=== Material to process ===

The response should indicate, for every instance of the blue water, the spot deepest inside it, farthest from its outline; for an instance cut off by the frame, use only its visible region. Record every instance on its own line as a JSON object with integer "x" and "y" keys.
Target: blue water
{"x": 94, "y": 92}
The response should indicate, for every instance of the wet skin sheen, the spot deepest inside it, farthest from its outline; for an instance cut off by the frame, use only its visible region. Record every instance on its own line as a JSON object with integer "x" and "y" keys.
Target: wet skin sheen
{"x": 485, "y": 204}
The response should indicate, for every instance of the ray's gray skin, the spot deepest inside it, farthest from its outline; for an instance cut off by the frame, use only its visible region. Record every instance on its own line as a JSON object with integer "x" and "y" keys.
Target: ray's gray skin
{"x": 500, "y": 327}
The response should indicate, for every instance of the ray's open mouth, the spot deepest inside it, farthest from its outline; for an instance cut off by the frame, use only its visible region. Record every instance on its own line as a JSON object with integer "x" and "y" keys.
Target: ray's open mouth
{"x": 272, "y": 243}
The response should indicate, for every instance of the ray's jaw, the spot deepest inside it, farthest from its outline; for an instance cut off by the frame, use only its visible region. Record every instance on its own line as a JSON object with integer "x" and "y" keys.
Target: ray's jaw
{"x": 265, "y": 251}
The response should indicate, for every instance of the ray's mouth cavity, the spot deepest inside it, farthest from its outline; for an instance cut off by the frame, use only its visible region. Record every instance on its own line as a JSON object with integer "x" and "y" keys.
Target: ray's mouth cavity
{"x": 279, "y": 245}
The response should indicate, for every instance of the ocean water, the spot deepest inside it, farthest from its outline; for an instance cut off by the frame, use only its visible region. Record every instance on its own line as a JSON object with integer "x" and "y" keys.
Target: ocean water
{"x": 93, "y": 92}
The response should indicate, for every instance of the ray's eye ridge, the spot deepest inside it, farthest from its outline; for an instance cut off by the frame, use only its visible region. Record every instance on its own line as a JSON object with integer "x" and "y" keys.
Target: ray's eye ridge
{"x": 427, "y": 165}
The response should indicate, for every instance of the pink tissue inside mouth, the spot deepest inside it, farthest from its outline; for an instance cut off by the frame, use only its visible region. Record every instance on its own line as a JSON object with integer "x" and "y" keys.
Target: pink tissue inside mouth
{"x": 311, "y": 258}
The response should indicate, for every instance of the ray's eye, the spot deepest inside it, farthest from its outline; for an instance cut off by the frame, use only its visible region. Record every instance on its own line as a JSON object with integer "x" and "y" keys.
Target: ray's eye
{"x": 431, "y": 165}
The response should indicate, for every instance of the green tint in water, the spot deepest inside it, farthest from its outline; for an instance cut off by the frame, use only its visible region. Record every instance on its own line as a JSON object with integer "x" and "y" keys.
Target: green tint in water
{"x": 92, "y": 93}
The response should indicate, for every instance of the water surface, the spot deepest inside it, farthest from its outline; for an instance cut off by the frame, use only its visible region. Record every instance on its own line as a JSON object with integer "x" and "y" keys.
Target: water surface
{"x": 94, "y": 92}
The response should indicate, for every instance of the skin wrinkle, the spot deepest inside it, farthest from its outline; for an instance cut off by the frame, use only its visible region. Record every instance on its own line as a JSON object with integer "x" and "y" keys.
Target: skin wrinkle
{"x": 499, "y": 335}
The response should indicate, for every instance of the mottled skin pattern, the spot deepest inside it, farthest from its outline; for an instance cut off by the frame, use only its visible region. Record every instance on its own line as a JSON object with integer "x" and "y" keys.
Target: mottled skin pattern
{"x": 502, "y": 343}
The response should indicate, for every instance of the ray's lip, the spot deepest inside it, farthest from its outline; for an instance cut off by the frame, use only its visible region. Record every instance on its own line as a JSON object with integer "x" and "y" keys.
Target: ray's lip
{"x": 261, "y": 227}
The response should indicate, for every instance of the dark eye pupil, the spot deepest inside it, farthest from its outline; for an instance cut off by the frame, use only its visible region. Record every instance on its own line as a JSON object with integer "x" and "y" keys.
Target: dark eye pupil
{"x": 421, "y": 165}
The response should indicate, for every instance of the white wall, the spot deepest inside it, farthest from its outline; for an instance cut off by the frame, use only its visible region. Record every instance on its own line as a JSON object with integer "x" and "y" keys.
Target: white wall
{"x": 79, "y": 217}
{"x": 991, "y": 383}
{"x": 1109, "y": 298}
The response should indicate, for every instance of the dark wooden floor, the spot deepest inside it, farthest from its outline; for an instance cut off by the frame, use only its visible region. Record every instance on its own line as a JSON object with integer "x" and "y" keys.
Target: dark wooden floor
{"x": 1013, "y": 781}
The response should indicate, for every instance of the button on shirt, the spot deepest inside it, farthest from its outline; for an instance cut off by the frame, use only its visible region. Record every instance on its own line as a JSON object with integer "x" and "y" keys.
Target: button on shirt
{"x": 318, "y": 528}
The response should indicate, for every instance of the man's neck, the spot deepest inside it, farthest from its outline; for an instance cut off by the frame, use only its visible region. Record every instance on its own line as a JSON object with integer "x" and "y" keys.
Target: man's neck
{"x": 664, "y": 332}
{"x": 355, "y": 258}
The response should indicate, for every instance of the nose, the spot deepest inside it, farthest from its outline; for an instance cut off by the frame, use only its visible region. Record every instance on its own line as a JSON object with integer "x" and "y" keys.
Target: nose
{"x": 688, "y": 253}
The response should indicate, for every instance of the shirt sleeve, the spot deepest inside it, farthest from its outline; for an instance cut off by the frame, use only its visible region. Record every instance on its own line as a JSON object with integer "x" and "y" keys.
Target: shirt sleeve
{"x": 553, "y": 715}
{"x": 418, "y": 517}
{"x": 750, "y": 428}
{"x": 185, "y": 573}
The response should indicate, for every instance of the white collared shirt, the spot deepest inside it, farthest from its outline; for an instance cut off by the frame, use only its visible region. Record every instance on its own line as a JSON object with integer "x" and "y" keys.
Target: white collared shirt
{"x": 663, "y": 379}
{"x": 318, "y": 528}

=== Given task ===
Copy out the entire listing above, reproducing every line word for word and without alteration.

=== Result ===
The response should indicate, for every instance of the blue water, the spot deepest inside it, farthest from its outline; for an instance cut off by the frame, use only its visible region. Record every instance on its own line as a JSON object with integer "x" and "y" keys.
Target: blue water
{"x": 94, "y": 92}
The response should indicate, for every instance of the wet skin sheen, the spot deepest inside it, farthest from its outline; for an instance cut off by the frame, use only its visible region. Record every instance on its own line as a JSON object with integer "x" and "y" keys.
Target: wet skin sheen
{"x": 485, "y": 204}
The response should indicate, for every instance of the ray's gray skin, the spot deepest inside it, farthest from its outline; for an instance cut off by the frame, use only its visible region. Record every instance on its own line as a JSON object with integer "x" and "y" keys.
Target: ray's gray skin
{"x": 500, "y": 327}
The response should indicate, for every instance of the ray's open mouth, the spot deepest inside it, farthest from its outline; for an instance cut off by the frame, use only its visible region. Record every instance on its own line as a JSON object with integer "x" and "y" keys.
Target: ray's open mouth
{"x": 272, "y": 243}
The response should indicate, for every instance of the ray's jaw, the spot deepest inside it, farthest from its outline; for an instance cut off by the frame, use only its visible region. Record every instance on its own line as a JSON object with integer "x" and "y" keys.
Target: ray's jaw
{"x": 265, "y": 251}
The response should indicate, for every instance of the ray's mouth cavity, the spot deepest inside it, farthest from its outline; for an instance cut off by the frame, use only its visible region. Record every instance on its own line as a JSON object with integer "x" and "y" keys.
Target: ray's mouth cavity
{"x": 279, "y": 245}
The response should indicate, for every instance of the ocean water, the spot deepest inside it, farthest from its outline; for an instance cut off by the frame, use only its visible region. Record every instance on its own line as a JSON object with integer "x" and "y" keys.
Target: ocean water
{"x": 93, "y": 92}
The response should indicate, for every instance of the ray's eye ridge, the spot deepest inside it, farthest from its outline; for an instance cut off by the frame, use only its visible region. Record every instance on its own line as a JSON object with integer "x" and "y" keys.
Target: ray's eye ridge
{"x": 427, "y": 165}
The response should indicate, for every instance of the pink tissue inside mouth, the spot deepest inside it, farthest from its outline; for an instance cut off by the frame, use only its visible region. Record every instance on its own line as a JSON object with integer "x" and "y" keys.
Target: pink tissue inside mouth
{"x": 311, "y": 258}
The response should indicate, for every instance of the ray's eye, the spot deepest inside it, farthest from its outline; for an instance cut off by the frame, use only its visible region. Record every instance on its own line as a JSON object with integer "x" and "y" keys.
Target: ray's eye
{"x": 431, "y": 165}
The response should indicate, for every instance of the green tint in water, the spot deepest inside it, farthest from its outline; for an instance cut off by the frame, use only its visible region. Record every instance on its own line as a JSON object with integer "x" and "y" keys.
Target: green tint in water
{"x": 92, "y": 93}
The response should indicate, for every instance of the water surface, the spot deepest inside it, farthest from its outline; for an instance cut off by the frame, use only its visible region. Record every instance on its own line as a JSON object with integer "x" and "y" keys.
Target: water surface
{"x": 94, "y": 92}
The response should indicate, for every instance of the skin wrinkle, the spot deepest inside it, farthest from its outline; for an instance cut off by the frame, use only its visible region. Record every instance on its own line as a JSON object with integer "x" and "y" keys.
Target: skin wrinkle
{"x": 499, "y": 335}
The response should indicate, for every instance of the mottled skin pattern, the spot deepest inside it, farthest from its outline; for an instance cut off by the frame, use only its visible region. Record every instance on its own line as a JSON object with integer "x" and "y" keys.
Target: mottled skin pattern
{"x": 502, "y": 343}
The response should indicate, for every instance of the ray's lip, the spot deepest inside it, farthest from its outline; for an instance cut off by the frame, use only its visible region. Record every instance on its own line as a JSON object with integer "x" and "y" keys.
Target: ray's lip
{"x": 261, "y": 227}
The response should indicate, for every instance of the dark eye pupil, the spot deepest inside it, farthest from its outline; for an instance cut off by the frame, use only its visible region. Record every instance on its own line as a JSON object with integer "x" and "y" keys.
Target: dark eye pupil
{"x": 421, "y": 165}
The response should indicate, for every instance of the white wall, the spot deepest inside it, farthest from its outline; for an instance cut off by the frame, use only its visible region. Record every instance on its own line as a JSON object with integer "x" and "y" keys.
Target: white wall
{"x": 79, "y": 217}
{"x": 991, "y": 383}
{"x": 1109, "y": 298}
The response should indicate, for every instance of the dark wooden floor, the spot deepest inside it, farthest from its outline; for an instance cut off by the frame, use only its visible region. Record every instance on its own line as a JSON object with integer "x" and "y" keys.
Target: dark wooden floor
{"x": 1013, "y": 781}
The response should indicate, for every instance of the button on shirt, the spot deepest inside it, farthest from its outline; for an instance cut off by the frame, use only its visible region. Record every instance on its own line as a JSON object with integer "x" and "y" keys.
Target: button on shirt
{"x": 318, "y": 528}
The response should indicate, for every instance of the man's neck, the spot deepest inside it, farthest from its outline; for an instance cut off by the frame, use only its visible region. Record every instance on its own line as a JSON object with integer "x" and "y" keys.
Target: man's neck
{"x": 664, "y": 332}
{"x": 355, "y": 258}
The response should indicate, for every instance of the nose, the spot deepest inside it, farthest from its outline; for an instance cut off by the frame, use only its visible region. Record every instance on its own line as a JSON object with integer "x" and "y" keys.
Target: nose
{"x": 688, "y": 253}
The response should indicate, for every instance of the shirt sleeve, the spot deepest inside it, farthest from its outline; for an instance cut off by the frame, use only its visible region. Record every instance on its own line as a JSON object with integer "x" and "y" keys.
Target: shirt sleeve
{"x": 553, "y": 715}
{"x": 418, "y": 517}
{"x": 750, "y": 428}
{"x": 185, "y": 573}
The response should indicate, for every instance of the white collared shirt, the spot deepest inside it, farthest from its outline; for an instance cut off by the frame, use only its visible region. Record every instance on its own line as a JSON object with integer "x" and "y" keys.
Target: white collared shirt
{"x": 663, "y": 379}
{"x": 318, "y": 528}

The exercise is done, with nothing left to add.